— start Text block —

Shahram MORADZADEH, et al., Plaintiffs and Appellants, v. Steve ANTONIO, et al., Defendants and Respondents.

No. B045958.

Decided: April 29, 1992

Robert Wasserwald & Associates and Robert Scott Shtofman, Los Angeles, for plaintiffs and appellants. Vars, Pave, McCord & Freedman and Paul A. Silver, Encino, for defendant and respondent Steve Antonio.

In this appeal, plaintiffs Shahram Moradzadeh, Sion Moradzadeh and Sadegh Moradzadeh (hereinafter sometimes referred to collectively as “plaintiffs”) assert that the trial court erred when it sustained, without leave to amend, a general demurrer to a cause of action for “lessor liability.”   Plaintiffs brought this action after the premises they rented from the defendant-lessor were burglarized.   They alleged in their complaint that the lessor failed to tell them that the premises could easily be broken into and this failure to so inform them caused their damages stemming from the burglary.

The trial court found that the defendant-lessor owed no duty of disclosure to plaintiffs.   We disagree.   We hold that a lessor of commercial real property owes a duty to disclose to a prospective lessee any characteristics or conditions of the rental premises which are known or accessible only to him and which materially affect the value or desirability of the premises, in light of the lessee's intended use thereof.   We further hold that a breach of this duty can form the basis of a cause of action against the lessor for deceit.   Thus, the court erred in sustaining the demurrer of the defendant-lessor without leave to amend.

— end Text block —

◆ Directives ◆
1 > Which lines in the rows contain the word "dried"? Pull out each of them.
2 > Can you carry on the court opinion past its final sentence?
The court opinion and the rows after it come from unrelated sources.

— start Extracted entries —

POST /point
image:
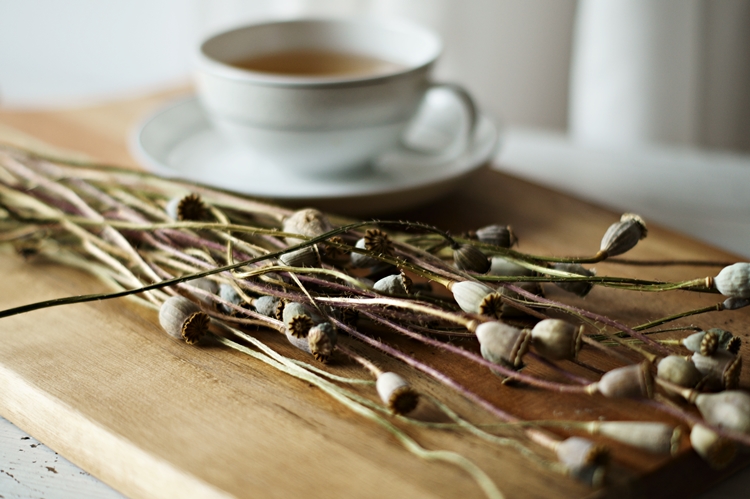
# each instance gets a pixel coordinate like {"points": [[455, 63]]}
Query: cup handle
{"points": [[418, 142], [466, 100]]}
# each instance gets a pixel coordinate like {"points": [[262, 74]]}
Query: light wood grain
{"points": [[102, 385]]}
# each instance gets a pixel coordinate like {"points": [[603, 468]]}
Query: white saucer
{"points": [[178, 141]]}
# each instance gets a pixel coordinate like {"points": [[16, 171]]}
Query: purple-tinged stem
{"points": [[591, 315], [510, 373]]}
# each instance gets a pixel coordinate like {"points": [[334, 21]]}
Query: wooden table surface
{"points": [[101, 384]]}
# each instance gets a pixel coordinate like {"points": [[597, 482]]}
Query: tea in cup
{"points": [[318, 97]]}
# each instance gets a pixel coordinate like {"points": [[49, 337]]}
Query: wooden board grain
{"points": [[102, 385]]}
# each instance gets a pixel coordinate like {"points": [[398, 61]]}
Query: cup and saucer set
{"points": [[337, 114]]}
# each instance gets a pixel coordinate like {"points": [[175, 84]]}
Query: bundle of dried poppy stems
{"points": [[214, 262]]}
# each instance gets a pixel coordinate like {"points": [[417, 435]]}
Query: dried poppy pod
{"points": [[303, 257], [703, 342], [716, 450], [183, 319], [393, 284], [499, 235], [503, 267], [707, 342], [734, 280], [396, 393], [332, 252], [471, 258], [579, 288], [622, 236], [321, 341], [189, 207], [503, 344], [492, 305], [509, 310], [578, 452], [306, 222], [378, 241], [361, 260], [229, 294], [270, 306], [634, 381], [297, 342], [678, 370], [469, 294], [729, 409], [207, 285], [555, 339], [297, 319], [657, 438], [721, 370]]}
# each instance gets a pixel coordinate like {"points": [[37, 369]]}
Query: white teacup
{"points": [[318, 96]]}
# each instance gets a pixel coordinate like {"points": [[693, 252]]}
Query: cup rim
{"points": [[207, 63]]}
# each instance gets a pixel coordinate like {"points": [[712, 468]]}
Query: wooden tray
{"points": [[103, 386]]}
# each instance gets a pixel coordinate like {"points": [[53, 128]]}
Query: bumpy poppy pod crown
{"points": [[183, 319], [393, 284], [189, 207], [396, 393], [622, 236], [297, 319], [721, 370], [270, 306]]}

— end Extracted entries —
— start Extracted entries —

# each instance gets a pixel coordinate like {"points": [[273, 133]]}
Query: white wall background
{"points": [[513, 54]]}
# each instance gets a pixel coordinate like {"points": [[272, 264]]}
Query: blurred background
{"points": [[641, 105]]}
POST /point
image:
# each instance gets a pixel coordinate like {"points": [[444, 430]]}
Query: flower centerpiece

— end Extracted entries —

◆ Set of answers ◆
1 >
Query: bundle of dried poppy stems
Query: dried poppy pod

2 >
PROCEDURAL AND FACTUAL BACKGROUND

Plaintiffs' second amended complaint, alleges that plaintiff Shahram Moradzadeh is an individual doing business as Walters Jewelers in the Westwood area of Los Angeles.   The jewelry business is alleged to have had stock with a fair market value of approximately $879,000.   The complaint also alleges that certain defendants stole the jewelry stock and that other defendants bought or received the stock from those defendants.   The first four causes of action (violation of certain sections of the Penal Code, conversion, “civil conspiracy,” and negligence) are directed at these defendants.   They are not parties to this appeal.

We are concerned here only with the fifth cause of action which is designated as one for “Landowner/Landlord Liability.”   It is directed at defendant Steve Antonio (“Antonio”), who is alleged to be the owner of the premises at which Walters Jewelers was located.   Antonio is the responding party in this appeal.   The fifth count alleges that Antonio knew, when he leased the premises, that plaintiff Shahram Moradzadeh intended to use the premises for a jewelry business and also knew that (1) the leased premises were vulnerable to easy penetration, (2) the walls were easy to break into and indeed had been broken into in the past, and (3) the premises had been burglarized in the past.   It is further alleged that plaintiffs were laypersons who did not know and could not discern, through routine inspection, that the premises possessed these negative qualities.

Finally, the fifth cause of action alleges that Antonio had a duty (1) to warn plaintiffs that the premises had certain qualities that might make them undesirable for use as a jewelry store, and (2) to provide plaintiffs with sufficient information regarding the premises so that they could determine if the premises were suitable for a jewelry business.   Plaintiffs conclude that Antonio breached this duty to provide them with sufficient information regarding the premises.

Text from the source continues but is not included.